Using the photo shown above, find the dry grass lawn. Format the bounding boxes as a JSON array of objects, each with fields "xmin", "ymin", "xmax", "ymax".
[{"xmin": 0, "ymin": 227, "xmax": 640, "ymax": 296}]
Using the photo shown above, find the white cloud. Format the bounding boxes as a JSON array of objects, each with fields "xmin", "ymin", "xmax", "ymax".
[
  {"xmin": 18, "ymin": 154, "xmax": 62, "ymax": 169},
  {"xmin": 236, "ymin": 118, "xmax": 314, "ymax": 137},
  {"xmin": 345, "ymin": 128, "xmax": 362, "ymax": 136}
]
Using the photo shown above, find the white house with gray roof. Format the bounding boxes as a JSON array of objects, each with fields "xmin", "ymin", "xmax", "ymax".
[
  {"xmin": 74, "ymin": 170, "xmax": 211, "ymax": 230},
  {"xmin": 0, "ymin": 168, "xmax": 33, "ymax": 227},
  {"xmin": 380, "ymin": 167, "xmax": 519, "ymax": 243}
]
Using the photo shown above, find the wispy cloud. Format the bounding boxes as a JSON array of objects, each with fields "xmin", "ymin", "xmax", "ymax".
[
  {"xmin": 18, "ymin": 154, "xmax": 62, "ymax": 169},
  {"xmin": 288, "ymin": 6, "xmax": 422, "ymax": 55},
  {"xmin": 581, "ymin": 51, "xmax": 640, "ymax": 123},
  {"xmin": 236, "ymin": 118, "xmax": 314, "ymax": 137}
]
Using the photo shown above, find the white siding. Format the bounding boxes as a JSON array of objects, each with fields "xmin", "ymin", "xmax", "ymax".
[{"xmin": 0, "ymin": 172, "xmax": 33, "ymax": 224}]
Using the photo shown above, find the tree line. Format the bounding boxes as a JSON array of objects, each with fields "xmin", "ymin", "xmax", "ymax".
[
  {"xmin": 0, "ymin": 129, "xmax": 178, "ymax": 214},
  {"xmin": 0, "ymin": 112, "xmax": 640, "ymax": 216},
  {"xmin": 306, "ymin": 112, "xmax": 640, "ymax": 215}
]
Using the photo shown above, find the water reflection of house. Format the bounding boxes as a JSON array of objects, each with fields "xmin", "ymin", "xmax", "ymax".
┄┄┄┄┄┄┄┄┄┄
Die Aufgabe
Wähle aus den obigen Einträgen jede Zeile aus, die das Wort „boxes“ enthält, und gib diese Zeilen unverändert wieder. Groß- und Kleinschreibung wird dabei beachtet.

Lösung
Using the photo shown above, find the dry grass lawn. Format the bounding boxes as a JSON array of objects, each with fields "xmin", "ymin", "xmax", "ymax".
Using the photo shown above, find the white cloud. Format the bounding boxes as a JSON array of objects, each with fields "xmin", "ymin", "xmax", "ymax".
Using the photo shown above, find the white house with gray roof. Format the bounding boxes as a JSON array of objects, each with fields "xmin", "ymin", "xmax", "ymax".
Using the photo shown above, find the wispy cloud. Format the bounding boxes as a JSON array of objects, each with fields "xmin", "ymin", "xmax", "ymax".
Using the photo shown above, find the white siding. Format the bounding boxes as a JSON array of objects, each with fields "xmin", "ymin", "xmax", "ymax".
Using the photo shown above, find the tree line. Format the bounding boxes as a JSON array of objects, each with fields "xmin", "ymin", "xmax", "ymax".
Using the photo shown above, find the water reflection of house. Format the bounding boxes as a JSON array of objects, each with fields "xmin", "ymin", "xmax", "ymax".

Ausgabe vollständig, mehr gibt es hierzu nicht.